— START —

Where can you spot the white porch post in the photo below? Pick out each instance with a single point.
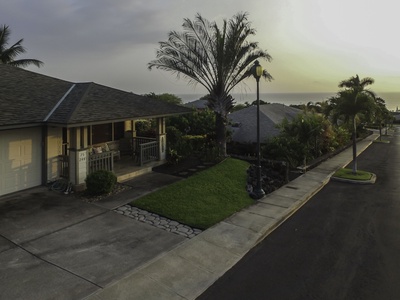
(161, 138)
(78, 157)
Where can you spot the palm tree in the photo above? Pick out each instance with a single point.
(8, 55)
(352, 102)
(216, 58)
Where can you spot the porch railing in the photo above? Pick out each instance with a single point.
(101, 161)
(63, 161)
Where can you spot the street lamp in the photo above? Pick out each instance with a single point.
(257, 72)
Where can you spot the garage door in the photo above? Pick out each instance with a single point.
(20, 159)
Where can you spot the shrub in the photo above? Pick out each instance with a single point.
(100, 182)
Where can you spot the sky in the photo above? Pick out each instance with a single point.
(314, 44)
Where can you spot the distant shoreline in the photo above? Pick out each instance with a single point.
(392, 99)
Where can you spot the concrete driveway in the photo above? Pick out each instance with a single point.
(54, 246)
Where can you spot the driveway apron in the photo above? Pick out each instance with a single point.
(55, 246)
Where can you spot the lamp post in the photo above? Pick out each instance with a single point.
(257, 72)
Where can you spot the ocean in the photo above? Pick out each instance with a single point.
(392, 99)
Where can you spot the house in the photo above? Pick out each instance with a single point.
(244, 121)
(51, 128)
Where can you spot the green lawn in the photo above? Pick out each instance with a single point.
(203, 199)
(348, 174)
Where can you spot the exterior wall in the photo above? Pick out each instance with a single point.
(54, 149)
(20, 159)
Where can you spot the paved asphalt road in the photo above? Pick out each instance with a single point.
(343, 244)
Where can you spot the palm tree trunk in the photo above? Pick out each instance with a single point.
(354, 146)
(221, 134)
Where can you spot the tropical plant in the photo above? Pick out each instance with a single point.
(306, 137)
(8, 55)
(351, 104)
(218, 58)
(382, 115)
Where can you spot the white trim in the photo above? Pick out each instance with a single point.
(59, 103)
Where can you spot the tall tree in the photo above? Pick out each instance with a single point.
(8, 55)
(218, 58)
(352, 102)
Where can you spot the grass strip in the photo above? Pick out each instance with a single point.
(348, 174)
(203, 199)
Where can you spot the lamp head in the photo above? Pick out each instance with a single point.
(257, 70)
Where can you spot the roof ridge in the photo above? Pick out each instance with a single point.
(59, 103)
(79, 103)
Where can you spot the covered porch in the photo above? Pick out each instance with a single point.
(111, 147)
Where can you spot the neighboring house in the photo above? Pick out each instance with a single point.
(51, 128)
(244, 121)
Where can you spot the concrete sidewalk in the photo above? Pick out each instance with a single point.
(189, 269)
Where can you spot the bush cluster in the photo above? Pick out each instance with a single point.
(100, 182)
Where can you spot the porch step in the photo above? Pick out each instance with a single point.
(140, 171)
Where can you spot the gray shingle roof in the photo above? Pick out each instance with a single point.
(245, 121)
(28, 98)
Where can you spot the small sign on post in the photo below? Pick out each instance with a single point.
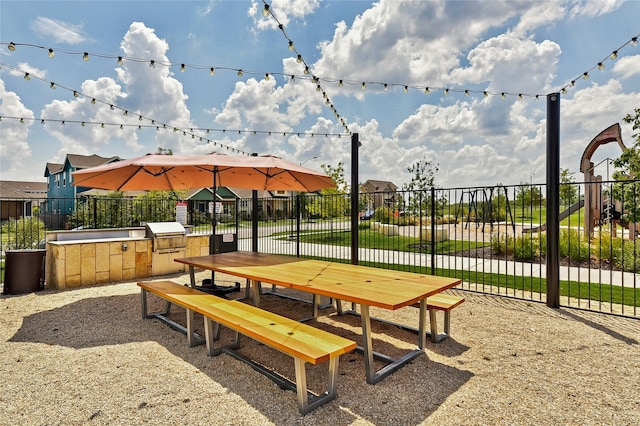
(181, 212)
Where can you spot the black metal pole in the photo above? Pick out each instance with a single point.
(254, 217)
(553, 200)
(355, 145)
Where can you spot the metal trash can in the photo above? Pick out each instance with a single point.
(24, 271)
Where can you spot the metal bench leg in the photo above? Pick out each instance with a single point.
(447, 323)
(306, 401)
(435, 337)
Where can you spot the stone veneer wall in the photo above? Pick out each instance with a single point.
(71, 264)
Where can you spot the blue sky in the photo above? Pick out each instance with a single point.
(533, 48)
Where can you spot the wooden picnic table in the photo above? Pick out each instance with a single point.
(362, 285)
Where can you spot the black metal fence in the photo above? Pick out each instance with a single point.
(491, 237)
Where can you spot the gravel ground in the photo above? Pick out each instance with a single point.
(87, 357)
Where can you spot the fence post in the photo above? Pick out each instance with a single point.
(553, 197)
(254, 217)
(355, 144)
(433, 230)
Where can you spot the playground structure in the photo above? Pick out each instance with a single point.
(487, 214)
(599, 211)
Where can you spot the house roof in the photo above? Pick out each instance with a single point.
(84, 161)
(77, 162)
(22, 189)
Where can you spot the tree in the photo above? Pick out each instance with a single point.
(423, 178)
(628, 171)
(568, 189)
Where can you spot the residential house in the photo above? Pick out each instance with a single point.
(20, 198)
(379, 193)
(61, 192)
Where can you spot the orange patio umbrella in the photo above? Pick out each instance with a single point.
(175, 172)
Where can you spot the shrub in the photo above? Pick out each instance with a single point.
(502, 244)
(526, 248)
(572, 246)
(23, 233)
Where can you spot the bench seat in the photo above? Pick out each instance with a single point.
(306, 344)
(441, 302)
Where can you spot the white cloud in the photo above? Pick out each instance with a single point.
(24, 67)
(595, 8)
(58, 31)
(511, 64)
(628, 66)
(411, 42)
(283, 10)
(15, 151)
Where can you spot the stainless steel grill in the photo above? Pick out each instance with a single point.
(168, 242)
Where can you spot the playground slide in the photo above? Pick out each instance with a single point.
(563, 215)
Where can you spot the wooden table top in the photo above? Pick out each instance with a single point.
(382, 288)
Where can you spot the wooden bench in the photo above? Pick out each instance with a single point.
(441, 302)
(306, 344)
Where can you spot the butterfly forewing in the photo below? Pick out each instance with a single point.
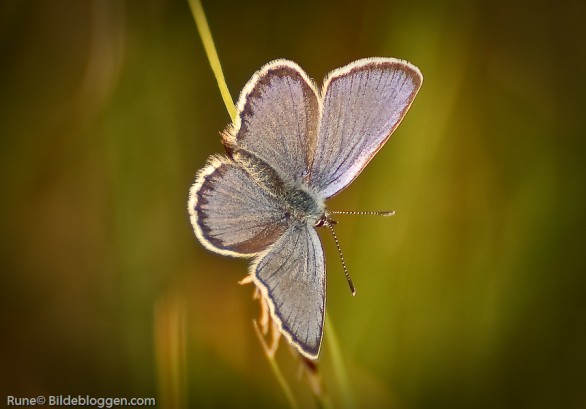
(363, 103)
(291, 147)
(277, 118)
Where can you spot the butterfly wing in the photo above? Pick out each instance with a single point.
(230, 213)
(363, 103)
(277, 117)
(291, 276)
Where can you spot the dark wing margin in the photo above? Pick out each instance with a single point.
(276, 119)
(230, 213)
(363, 103)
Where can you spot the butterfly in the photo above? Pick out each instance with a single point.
(291, 147)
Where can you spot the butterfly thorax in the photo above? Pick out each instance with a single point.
(299, 203)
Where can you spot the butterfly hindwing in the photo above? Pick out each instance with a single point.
(291, 275)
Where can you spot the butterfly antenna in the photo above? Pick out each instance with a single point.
(350, 283)
(372, 213)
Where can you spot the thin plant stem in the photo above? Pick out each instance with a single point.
(210, 49)
(208, 44)
(275, 368)
(338, 363)
(339, 366)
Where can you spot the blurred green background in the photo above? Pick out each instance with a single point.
(473, 295)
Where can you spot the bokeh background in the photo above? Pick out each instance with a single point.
(473, 295)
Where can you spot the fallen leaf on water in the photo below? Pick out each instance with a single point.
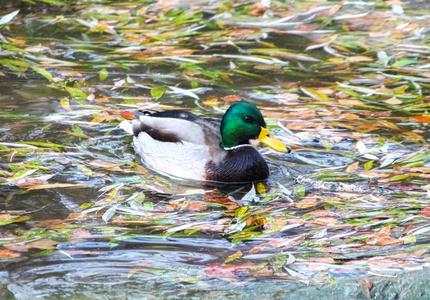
(234, 256)
(425, 212)
(4, 253)
(26, 183)
(196, 206)
(352, 167)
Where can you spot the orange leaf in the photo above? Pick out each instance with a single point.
(421, 119)
(425, 212)
(227, 270)
(350, 102)
(231, 98)
(126, 114)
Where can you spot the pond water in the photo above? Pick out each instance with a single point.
(345, 84)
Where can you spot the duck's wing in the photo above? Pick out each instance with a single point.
(178, 126)
(176, 143)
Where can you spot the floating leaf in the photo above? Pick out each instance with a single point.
(157, 92)
(7, 18)
(234, 256)
(103, 74)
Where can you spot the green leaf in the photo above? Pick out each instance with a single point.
(43, 72)
(77, 129)
(103, 74)
(277, 261)
(75, 92)
(157, 92)
(148, 205)
(7, 18)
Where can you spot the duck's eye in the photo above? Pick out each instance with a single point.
(247, 119)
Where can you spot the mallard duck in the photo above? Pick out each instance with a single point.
(181, 144)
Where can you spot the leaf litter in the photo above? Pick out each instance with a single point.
(346, 82)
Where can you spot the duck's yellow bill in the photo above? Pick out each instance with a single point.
(267, 138)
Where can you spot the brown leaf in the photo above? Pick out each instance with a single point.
(358, 58)
(227, 270)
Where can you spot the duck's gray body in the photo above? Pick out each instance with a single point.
(181, 144)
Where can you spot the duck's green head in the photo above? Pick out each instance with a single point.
(242, 122)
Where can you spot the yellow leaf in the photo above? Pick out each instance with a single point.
(234, 256)
(261, 189)
(65, 103)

— END —

* _Given instruction_
Reproduce exactly, without any picture, the lines from the one bearing "Where can you spot the blurred" to the last line of the records above.

* _Right answer_
Where can you spot the blurred green background in the photo above? Pick out each instance with a single point.
(473, 295)
Where can you spot the bokeh background in the photo above? Pick out each instance with a single point.
(473, 295)
Where can you spot the fallen leaf on water in the photo below? Pick out each instance with a single point.
(234, 256)
(425, 212)
(4, 253)
(26, 183)
(196, 206)
(352, 167)
Where can you spot the orange leaf in the photo above? Pick out each instance with a single point.
(421, 119)
(425, 212)
(227, 270)
(350, 102)
(231, 98)
(126, 114)
Where can you spot the pond water in the photo above? Pick out each instance with a single point.
(345, 84)
Where can you spot the duck's wing in the photo above? Pick out each instance with a single point.
(178, 126)
(176, 143)
Where can you spot the floating leaf in the photo above? Pick out each instance with a single point.
(157, 92)
(7, 18)
(234, 256)
(103, 74)
Where can you spot the green leaf in the photo above? Pick out each instance with a single point.
(43, 72)
(77, 129)
(103, 74)
(277, 261)
(75, 92)
(157, 92)
(148, 205)
(7, 18)
Where can you spot the duck's eye in the photo above? Pick out each instance with a single point.
(247, 119)
Where can you spot the mallard duck in the photo above? Pick out each instance with a single point.
(181, 144)
Where can you spot the leaf litter in the photo above? Pick out each instance with a single point.
(346, 82)
Where can you spot the duck's yellow bill in the photo above? Pick out each instance with a single point.
(267, 138)
Where can you spot the brown leaf in the photo above? Pick out each instance with a single point.
(358, 58)
(227, 270)
Where can you spot the duck's gray body in the photo above? Pick out each instance with a single point.
(181, 144)
Where can you spot the duck's green head in the photo above? Pick out each instance with a single point.
(242, 122)
Where can you spot the yellow leaf in the photo above? Pick out each instance with a single point.
(234, 256)
(261, 189)
(65, 103)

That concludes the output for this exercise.